__Exercise__: Please reproduce each of the entries below word for word, keeping every character and line unchanged.

__Data lines__:

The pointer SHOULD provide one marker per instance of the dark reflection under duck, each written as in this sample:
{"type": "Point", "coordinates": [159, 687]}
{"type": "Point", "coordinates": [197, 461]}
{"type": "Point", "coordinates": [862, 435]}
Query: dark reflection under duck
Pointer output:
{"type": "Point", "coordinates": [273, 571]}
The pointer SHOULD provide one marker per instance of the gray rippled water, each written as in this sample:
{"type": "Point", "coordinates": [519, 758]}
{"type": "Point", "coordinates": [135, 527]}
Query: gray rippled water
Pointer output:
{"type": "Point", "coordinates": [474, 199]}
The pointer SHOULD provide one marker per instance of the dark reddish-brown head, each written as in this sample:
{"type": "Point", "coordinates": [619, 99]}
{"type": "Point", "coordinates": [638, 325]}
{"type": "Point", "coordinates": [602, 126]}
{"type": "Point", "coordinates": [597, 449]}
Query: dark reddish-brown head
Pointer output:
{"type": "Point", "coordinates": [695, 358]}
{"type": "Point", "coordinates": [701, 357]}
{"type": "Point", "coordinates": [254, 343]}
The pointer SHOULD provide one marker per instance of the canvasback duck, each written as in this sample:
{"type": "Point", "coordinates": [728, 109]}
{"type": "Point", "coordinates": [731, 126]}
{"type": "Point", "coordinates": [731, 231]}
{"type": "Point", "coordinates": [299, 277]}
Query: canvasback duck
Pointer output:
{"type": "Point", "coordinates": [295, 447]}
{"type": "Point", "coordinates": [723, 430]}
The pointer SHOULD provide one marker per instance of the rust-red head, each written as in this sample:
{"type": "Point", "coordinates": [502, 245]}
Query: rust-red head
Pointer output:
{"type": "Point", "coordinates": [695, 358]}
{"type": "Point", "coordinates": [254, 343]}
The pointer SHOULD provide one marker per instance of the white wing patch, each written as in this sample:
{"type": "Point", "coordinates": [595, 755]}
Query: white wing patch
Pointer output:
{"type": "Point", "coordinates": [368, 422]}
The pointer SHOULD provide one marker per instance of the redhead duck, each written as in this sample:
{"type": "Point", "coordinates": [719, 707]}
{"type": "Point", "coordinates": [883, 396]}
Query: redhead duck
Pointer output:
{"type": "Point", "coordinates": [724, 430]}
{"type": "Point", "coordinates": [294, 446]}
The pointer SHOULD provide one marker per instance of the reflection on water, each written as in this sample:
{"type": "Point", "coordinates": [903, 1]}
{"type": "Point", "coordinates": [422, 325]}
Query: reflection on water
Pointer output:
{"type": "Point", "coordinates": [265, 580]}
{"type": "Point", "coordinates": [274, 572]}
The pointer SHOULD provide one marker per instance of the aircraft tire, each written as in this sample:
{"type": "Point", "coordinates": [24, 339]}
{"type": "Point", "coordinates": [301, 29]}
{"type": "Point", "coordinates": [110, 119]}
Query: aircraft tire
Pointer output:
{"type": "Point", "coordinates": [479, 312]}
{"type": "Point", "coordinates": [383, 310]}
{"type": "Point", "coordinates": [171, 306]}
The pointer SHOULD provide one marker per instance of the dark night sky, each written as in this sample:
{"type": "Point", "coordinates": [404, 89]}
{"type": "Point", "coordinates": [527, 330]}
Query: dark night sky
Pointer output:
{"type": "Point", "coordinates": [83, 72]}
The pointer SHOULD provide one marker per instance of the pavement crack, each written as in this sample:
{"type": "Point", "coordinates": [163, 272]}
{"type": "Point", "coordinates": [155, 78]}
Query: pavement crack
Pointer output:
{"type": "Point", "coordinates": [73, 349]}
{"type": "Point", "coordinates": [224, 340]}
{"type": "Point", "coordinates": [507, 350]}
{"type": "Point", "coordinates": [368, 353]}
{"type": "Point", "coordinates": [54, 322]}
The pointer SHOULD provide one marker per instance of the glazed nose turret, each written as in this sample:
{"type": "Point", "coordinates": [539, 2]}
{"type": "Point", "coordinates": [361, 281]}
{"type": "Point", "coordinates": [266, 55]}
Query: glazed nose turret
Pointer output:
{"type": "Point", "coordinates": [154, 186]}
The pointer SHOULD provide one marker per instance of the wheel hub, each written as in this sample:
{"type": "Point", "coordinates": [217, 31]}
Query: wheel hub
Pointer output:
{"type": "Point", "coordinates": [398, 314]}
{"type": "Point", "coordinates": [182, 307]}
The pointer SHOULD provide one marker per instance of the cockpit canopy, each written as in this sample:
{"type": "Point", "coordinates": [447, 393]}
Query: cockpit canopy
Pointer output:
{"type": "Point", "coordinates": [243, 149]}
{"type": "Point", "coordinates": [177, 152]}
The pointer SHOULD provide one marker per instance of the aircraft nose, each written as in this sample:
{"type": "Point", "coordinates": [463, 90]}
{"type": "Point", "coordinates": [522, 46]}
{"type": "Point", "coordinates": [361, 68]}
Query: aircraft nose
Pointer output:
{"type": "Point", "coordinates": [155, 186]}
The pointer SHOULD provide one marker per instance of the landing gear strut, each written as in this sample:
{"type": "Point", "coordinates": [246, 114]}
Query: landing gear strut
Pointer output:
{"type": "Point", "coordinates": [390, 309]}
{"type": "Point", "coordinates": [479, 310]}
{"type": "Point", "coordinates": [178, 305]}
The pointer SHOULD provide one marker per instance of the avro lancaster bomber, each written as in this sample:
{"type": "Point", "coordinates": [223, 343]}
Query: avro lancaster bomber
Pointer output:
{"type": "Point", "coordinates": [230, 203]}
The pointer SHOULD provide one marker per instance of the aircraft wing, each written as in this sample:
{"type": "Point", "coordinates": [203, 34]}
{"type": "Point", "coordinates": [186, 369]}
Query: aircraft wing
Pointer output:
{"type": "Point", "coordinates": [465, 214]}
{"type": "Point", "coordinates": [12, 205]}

__Correct output__:
The pointer SHOULD provide one marker per instance of the dark reflection under duck, each written as in this sample:
{"type": "Point", "coordinates": [159, 687]}
{"type": "Point", "coordinates": [197, 461]}
{"type": "Point", "coordinates": [862, 435]}
Query: dark reflection under duck
Pointer output:
{"type": "Point", "coordinates": [273, 571]}
The pointer SHOULD provide one marker per instance of the gray rippled water, each written as in this sample:
{"type": "Point", "coordinates": [519, 758]}
{"type": "Point", "coordinates": [135, 527]}
Query: gray rippled water
Pointer output:
{"type": "Point", "coordinates": [474, 199]}
The pointer SHOULD provide one marker per instance of the dark reddish-brown head, each written as in this sample:
{"type": "Point", "coordinates": [619, 99]}
{"type": "Point", "coordinates": [638, 325]}
{"type": "Point", "coordinates": [602, 126]}
{"type": "Point", "coordinates": [597, 449]}
Query: dark reddish-brown head
Pointer output:
{"type": "Point", "coordinates": [695, 358]}
{"type": "Point", "coordinates": [701, 357]}
{"type": "Point", "coordinates": [254, 343]}
The pointer SHOULD provide one marker per instance of the canvasback duck, each written as in this sample:
{"type": "Point", "coordinates": [728, 109]}
{"type": "Point", "coordinates": [731, 126]}
{"type": "Point", "coordinates": [731, 231]}
{"type": "Point", "coordinates": [299, 277]}
Query: canvasback duck
Pointer output:
{"type": "Point", "coordinates": [295, 447]}
{"type": "Point", "coordinates": [723, 430]}
The pointer SHOULD provide one marker per instance of the rust-red head, each written as in this sample:
{"type": "Point", "coordinates": [502, 245]}
Query: rust-red head
Pointer output:
{"type": "Point", "coordinates": [695, 358]}
{"type": "Point", "coordinates": [254, 343]}
The pointer SHOULD provide one marker per instance of the white wing patch, each written as in this sample:
{"type": "Point", "coordinates": [595, 755]}
Query: white wing patch
Pointer output:
{"type": "Point", "coordinates": [368, 422]}
The pointer SHOULD provide one marker per instance of the redhead duck, each written as in this sample:
{"type": "Point", "coordinates": [719, 707]}
{"type": "Point", "coordinates": [883, 396]}
Query: redhead duck
Pointer output:
{"type": "Point", "coordinates": [724, 430]}
{"type": "Point", "coordinates": [294, 446]}
The pointer SHOULD provide one marker per instance of the reflection on water, each written as in this sample:
{"type": "Point", "coordinates": [903, 1]}
{"type": "Point", "coordinates": [422, 325]}
Query: reflection on water
Pointer output:
{"type": "Point", "coordinates": [265, 580]}
{"type": "Point", "coordinates": [274, 572]}
The pointer SHOULD provide one marker per instance of the aircraft tire, each written as in this sample:
{"type": "Point", "coordinates": [24, 339]}
{"type": "Point", "coordinates": [301, 29]}
{"type": "Point", "coordinates": [110, 119]}
Query: aircraft tire
Pointer output:
{"type": "Point", "coordinates": [479, 312]}
{"type": "Point", "coordinates": [383, 310]}
{"type": "Point", "coordinates": [171, 306]}
The pointer SHOULD provide one marker per instance of the dark night sky, each written as in this sample:
{"type": "Point", "coordinates": [404, 89]}
{"type": "Point", "coordinates": [527, 330]}
Query: dark night sky
Pointer output:
{"type": "Point", "coordinates": [83, 72]}
The pointer SHOULD provide one marker per instance of the pavement crack, each written as in this sample:
{"type": "Point", "coordinates": [163, 272]}
{"type": "Point", "coordinates": [155, 78]}
Query: pavement crack
Pointer output:
{"type": "Point", "coordinates": [73, 349]}
{"type": "Point", "coordinates": [224, 340]}
{"type": "Point", "coordinates": [507, 350]}
{"type": "Point", "coordinates": [368, 353]}
{"type": "Point", "coordinates": [54, 322]}
The pointer SHOULD provide one marker per instance of the glazed nose turret, each written as in this sample:
{"type": "Point", "coordinates": [539, 2]}
{"type": "Point", "coordinates": [361, 281]}
{"type": "Point", "coordinates": [266, 55]}
Query: glazed nose turret
Pointer output:
{"type": "Point", "coordinates": [154, 186]}
The pointer SHOULD provide one marker per instance of the wheel hub, each written as in this sample:
{"type": "Point", "coordinates": [217, 31]}
Query: wheel hub
Pointer output:
{"type": "Point", "coordinates": [398, 314]}
{"type": "Point", "coordinates": [182, 307]}
The pointer SHOULD provide one marker per instance of the cockpit canopy, each written as in this sample:
{"type": "Point", "coordinates": [447, 393]}
Query: cockpit canopy
Pointer output:
{"type": "Point", "coordinates": [243, 149]}
{"type": "Point", "coordinates": [177, 152]}
The pointer SHOULD provide one marker per instance of the aircraft nose, each written as in this sample:
{"type": "Point", "coordinates": [463, 90]}
{"type": "Point", "coordinates": [522, 46]}
{"type": "Point", "coordinates": [361, 68]}
Query: aircraft nose
Pointer output:
{"type": "Point", "coordinates": [155, 186]}
The pointer SHOULD provide one marker per instance of the landing gear strut, each written as in this sample:
{"type": "Point", "coordinates": [246, 114]}
Query: landing gear strut
Pointer output:
{"type": "Point", "coordinates": [390, 309]}
{"type": "Point", "coordinates": [479, 310]}
{"type": "Point", "coordinates": [178, 305]}
The pointer SHOULD provide one marker per instance of the avro lancaster bomber, each written as in this sample:
{"type": "Point", "coordinates": [223, 343]}
Query: avro lancaster bomber
Pointer output:
{"type": "Point", "coordinates": [230, 203]}
The pointer SHOULD provide one marker per instance of the aircraft wing, each written as in this sample:
{"type": "Point", "coordinates": [203, 34]}
{"type": "Point", "coordinates": [186, 369]}
Query: aircraft wing
Pointer output:
{"type": "Point", "coordinates": [465, 214]}
{"type": "Point", "coordinates": [12, 205]}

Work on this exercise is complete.